■ **Extract**
┌──

Head of the Office for the Preservation of the Works of Grand Ayatollah Ali Khamenei
- Incumbent
- Assumed office 6 June 2013
- Supreme Leader: Ali Khamenei Mojtaba Khamenei
- Preceded by: Alireza Barazesh

Personal details
- Born: Masoud Hosseini Khamenei 1974 (age 51–52) Mashhad, Khorasan Province, Imperial State of Iran
- Parents: Ali Khamenei (father); Mansoureh Khojasteh Bagherzadeh (mother);
- Relatives: Khamenei family
- Education: Islamic Seminary of Qom

Personal life
- Education: Qom Seminary

Religious life
- Religion: Shia Islam
- Denomination: Twelver
- Jurisprudence: Usuli

Senior posting
- Teacher: Ali Khamenei; Mahmoud Hashemi Shahroudi; Mohammad-Taqi Mesbah-Yazdi; Lotfollah Safi Golpaygani; Mohammad Bagher Kharazi;

= Masoud Khamenei =

Iranian Shia cleric (born 1974)

Masoud Hosseini Khamenei (Note: مسعود حسینی خامنه‌ای) (born 1974), also known as Mohsen Khamenei (Note: محسن خامنه‌ای) is an Iranian Twelver Shia cleric. A member of the Khamenei family, he is the third son of the second Iranian supreme leader Ali Khamenei, and the younger brother of the third and current supreme leader, Mojtaba Khamenei.

└──

■ **Work task A**
According to the Masoud Khamenei profile, on what date did he assume office as head of the Office for the Preservation of the Works of Grand Ayatollah Ali Khamenei?
■ **Work task B**
Output the stretch of the Masoud Khamenei profile from "Senior posting" through "cleric (born 1974)", copied word for word.
■ **Work task C**
Pick up the Masoud Khamenei profile after its final sentence and continue writing it.

■ **Provided records**
┌──

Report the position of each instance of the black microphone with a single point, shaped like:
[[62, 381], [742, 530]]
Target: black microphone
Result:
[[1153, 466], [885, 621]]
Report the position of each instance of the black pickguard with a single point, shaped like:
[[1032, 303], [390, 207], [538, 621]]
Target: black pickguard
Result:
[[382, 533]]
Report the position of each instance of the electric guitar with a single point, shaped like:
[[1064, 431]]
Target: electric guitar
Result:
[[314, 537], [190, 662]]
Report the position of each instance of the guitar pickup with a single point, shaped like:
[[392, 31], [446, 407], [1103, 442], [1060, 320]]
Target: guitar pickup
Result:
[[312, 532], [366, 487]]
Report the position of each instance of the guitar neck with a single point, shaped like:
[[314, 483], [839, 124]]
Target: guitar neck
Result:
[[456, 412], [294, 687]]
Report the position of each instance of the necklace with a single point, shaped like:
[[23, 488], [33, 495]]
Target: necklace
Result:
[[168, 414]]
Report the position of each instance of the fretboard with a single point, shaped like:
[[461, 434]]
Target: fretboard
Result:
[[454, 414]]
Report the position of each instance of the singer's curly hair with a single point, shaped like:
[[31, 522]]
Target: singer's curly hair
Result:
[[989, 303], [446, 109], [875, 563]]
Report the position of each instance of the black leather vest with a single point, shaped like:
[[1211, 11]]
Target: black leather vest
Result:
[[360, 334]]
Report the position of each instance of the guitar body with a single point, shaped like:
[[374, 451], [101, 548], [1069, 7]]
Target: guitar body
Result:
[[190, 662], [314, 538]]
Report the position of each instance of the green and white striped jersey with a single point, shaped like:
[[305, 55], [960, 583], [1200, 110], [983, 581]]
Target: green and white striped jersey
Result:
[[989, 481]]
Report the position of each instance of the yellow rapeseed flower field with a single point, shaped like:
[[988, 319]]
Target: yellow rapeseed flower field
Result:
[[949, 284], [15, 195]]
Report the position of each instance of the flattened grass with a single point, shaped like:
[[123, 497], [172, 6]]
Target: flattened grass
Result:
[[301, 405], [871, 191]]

└──

■ **Exercise answer A**
6 June 2013

■ **Exercise answer B**
Senior posting
- Teacher: Ali Khamenei; Mahmoud Hashemi Shahroudi; Mohammad-Taqi Mesbah-Yazdi; Lotfollah Safi Golpaygani; Mohammad Bagher Kharazi;

= Masoud Khamenei =

Iranian Shia cleric (born 1974)

■ **Exercise answer C**
Khamenei is studying and teaching in the seminary of Qom; and is a member in Society of Seminary Teachers of Qom (Persian: جامعهٔ مدرسین حوزهٔ علمیهٔ قم).
Seyyed Khamenei does not have governmental/non-governmental or formal position; moreover, his father (Ali Khamenei) has prohibited his son(s) from accepting governmental, or similar positions. According to Mehr News Agency, Masoud has the most attention out of Ali's sons in collecting the memoirs of his father and likewise in running the former Supreme Leader's activities related to his publications and preservation.

==Personal life==
===Family===

Khamenei holds the title of Hojjat ol-Eslam, and is the husband of Sadiq-Kharazi's sister; likewise, he is the son-in-law of Mohsen Kharazi (Tehran's representative in the assembly of experts).

Khamenei's family are among the Iranian Sayyid families who are from Hosseini Sayyid, and their lineage is connected to the fourth Imam of Shia Islam, Ali ibn Husayn Zayn al-Abidin (Persian/Arabic: علی بن حسین، زین العابدین) (known as "Imam Sajjad"), according to "Khamenei family tree". Khamenei married the daughter of Mohsen Kharazi.

===Wealth===
Khamenei manages several of his family institutions. He reportedly holds over $400 million in banks in France and United Kingdom, with additional $100 million in Tehran, Iran. Khamenei also controls the sales of Renault vehicles in Iran.